SELECTION>
━━━━━━━━━━━━━━━━
Study: Estonian people value security and free society the most

28.05.2019 | 09:50

    • Share

Estonian people wish for a society that is – first and foremost – safe, free, and environmentally friendly, revealed a survey organised by the Government Office and the Ministry of Finance. Around 14,000 people participated in the survey and the results will form the basis for setting the long-term goals of Estonia and deciding on reforms in the coming months.

“The poll, conducted over a period of three weeks, included nearly 14,000 people, which is a record number of participants in the history of the country’s strategy development,” said Eili Lepik, Deputy Strategy Director at the Government Office. “It is noteworthy that in addition to the highly active participation in Estonia, Estonians living elsewhere also contributed to the survey. The survey included Estonians living in 55 different countries, such as China, Nigeria, and Columbia.”
━━━━━━━━━━━━━━━━
PROVIDED DATA>
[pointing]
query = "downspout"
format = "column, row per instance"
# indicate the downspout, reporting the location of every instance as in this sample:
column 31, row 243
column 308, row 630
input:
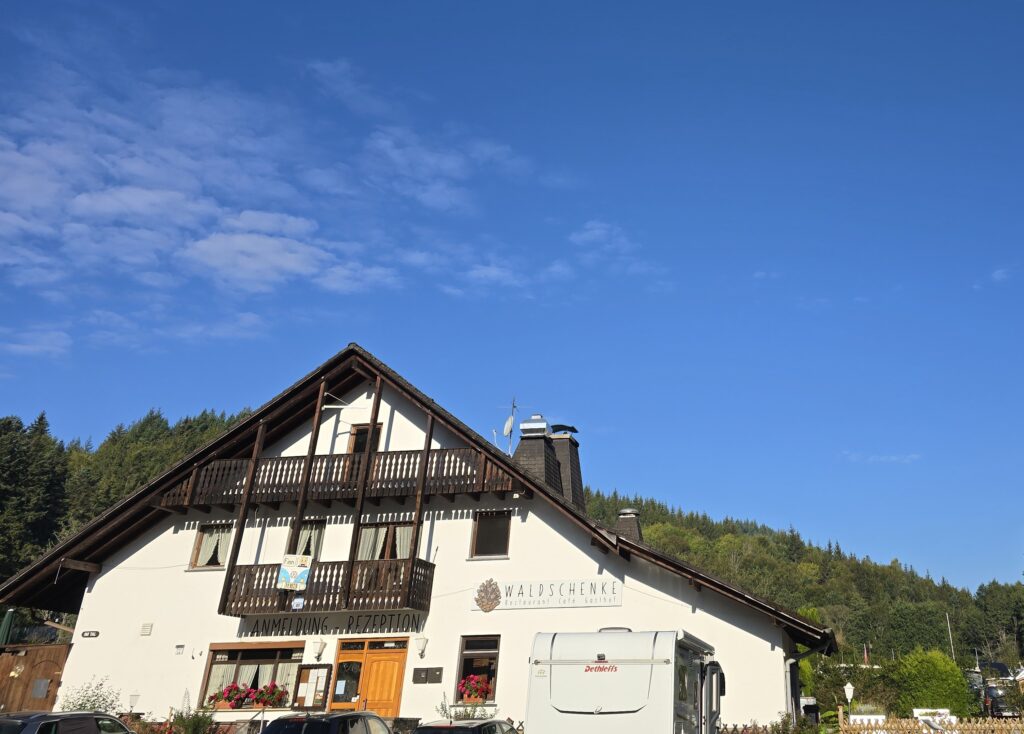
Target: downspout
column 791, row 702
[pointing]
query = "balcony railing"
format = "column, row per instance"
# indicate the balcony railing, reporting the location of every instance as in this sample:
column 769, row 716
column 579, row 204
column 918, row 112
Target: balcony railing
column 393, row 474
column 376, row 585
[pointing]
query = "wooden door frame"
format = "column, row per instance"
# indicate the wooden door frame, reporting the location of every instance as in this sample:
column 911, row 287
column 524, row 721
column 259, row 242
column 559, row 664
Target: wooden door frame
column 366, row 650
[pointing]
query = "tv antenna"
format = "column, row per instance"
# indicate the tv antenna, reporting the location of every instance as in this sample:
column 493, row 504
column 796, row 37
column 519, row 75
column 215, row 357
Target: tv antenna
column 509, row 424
━━━━━━━━━━━━━━━━
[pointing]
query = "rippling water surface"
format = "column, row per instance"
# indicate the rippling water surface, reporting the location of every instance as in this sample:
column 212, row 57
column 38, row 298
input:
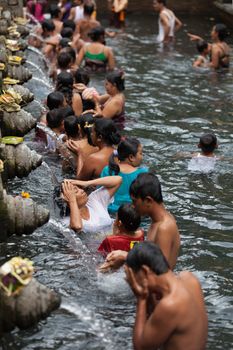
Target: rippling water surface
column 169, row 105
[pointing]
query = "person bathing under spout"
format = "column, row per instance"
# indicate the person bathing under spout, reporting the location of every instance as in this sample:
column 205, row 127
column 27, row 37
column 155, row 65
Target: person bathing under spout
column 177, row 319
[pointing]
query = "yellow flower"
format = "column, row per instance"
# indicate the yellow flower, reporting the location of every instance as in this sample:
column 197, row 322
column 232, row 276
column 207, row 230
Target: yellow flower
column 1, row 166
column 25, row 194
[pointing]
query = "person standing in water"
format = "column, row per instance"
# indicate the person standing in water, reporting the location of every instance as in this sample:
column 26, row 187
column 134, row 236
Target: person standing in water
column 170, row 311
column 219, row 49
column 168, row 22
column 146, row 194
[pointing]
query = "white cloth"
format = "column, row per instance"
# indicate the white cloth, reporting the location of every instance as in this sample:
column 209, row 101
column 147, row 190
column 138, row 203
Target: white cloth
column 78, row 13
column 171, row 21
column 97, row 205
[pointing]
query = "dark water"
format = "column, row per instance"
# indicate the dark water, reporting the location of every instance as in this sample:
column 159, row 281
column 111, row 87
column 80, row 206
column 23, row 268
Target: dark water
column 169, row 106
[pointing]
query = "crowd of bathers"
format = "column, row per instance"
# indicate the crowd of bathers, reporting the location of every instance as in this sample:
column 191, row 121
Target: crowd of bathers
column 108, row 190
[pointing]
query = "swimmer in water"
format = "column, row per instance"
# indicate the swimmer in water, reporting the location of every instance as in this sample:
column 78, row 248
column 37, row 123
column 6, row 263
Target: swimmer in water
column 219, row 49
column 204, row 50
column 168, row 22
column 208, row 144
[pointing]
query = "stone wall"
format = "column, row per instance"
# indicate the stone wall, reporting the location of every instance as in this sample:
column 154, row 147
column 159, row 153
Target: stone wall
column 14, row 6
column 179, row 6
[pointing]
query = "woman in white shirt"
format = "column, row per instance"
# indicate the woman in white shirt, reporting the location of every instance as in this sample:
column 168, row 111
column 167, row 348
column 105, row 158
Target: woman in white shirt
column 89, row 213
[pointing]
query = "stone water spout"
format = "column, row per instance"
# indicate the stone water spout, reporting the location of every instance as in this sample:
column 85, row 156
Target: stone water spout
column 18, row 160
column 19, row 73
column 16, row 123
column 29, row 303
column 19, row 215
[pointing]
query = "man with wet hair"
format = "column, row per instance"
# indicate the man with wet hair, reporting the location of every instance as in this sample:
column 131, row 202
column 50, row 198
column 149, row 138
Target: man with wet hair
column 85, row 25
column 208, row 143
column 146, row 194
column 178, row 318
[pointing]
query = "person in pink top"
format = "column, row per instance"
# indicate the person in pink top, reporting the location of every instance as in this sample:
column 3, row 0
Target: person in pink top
━━━━━━━━━━━━━━━━
Please continue the article about the Estonian survey on what society people value most, starting after its last sentence.

Estonian people prioritised safety, freedom, and the conservation of nature, followed by openness and people-centeredness. “Security and safety were by far the highest priorities for Estonians. However, the order of other values differed depending on age, education, gender, or place of residence. For example, in addition to safety, young people considered the conservation of nature and openness as important values for the development of Estonia, but more than 40-year-olds clearly valued freedom and human-centeredness more,” commented Magnus Urb, Head of Strategic Planning at the Ministry of Finance.

“Safety, freedom, and environmentalism were the three most important keywords for Estonian-speaking people; Russian-speaking respondents, however, valued health and prosperity after safety. The survey also revealed gender differences – for women, in addition to being safe, Estonia should also be environmentally friendly and human-centred by 2035; for men, Estonia ought to be free and prosperous,” commented a representative of the Ministry of Finance.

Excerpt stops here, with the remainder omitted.